* [Required action] From the records below, copy each line that has the word "instance" in it.

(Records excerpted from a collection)
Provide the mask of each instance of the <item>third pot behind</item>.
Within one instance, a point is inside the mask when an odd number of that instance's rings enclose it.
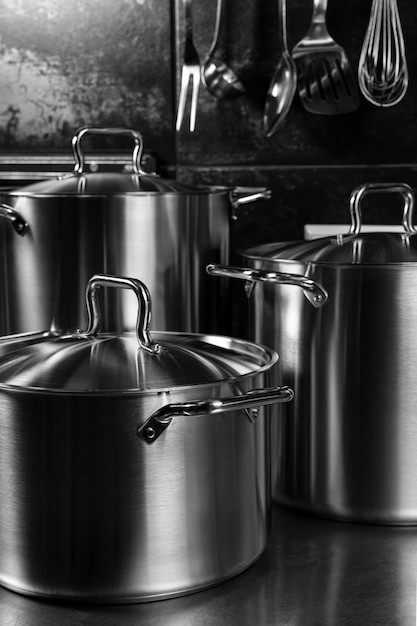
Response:
[[[402,234],[361,233],[371,192],[402,196]],[[350,205],[347,236],[266,244],[243,253],[248,267],[211,273],[247,281],[252,338],[282,355],[277,376],[295,391],[273,425],[274,500],[342,520],[417,524],[414,193],[368,184]]]

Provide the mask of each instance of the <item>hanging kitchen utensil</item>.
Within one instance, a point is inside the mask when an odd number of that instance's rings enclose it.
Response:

* [Reply to the exercise]
Provide the mask of each instance of the <item>third pot behind</item>.
Within one instance, a point is inside the mask when an odd number of that instance's rings enclose it.
Provide the mask of each instance of the <item>hanging kitchen utensil</item>.
Within one instance, a point is inside the mask when an odd number of that instance's rings enclose it.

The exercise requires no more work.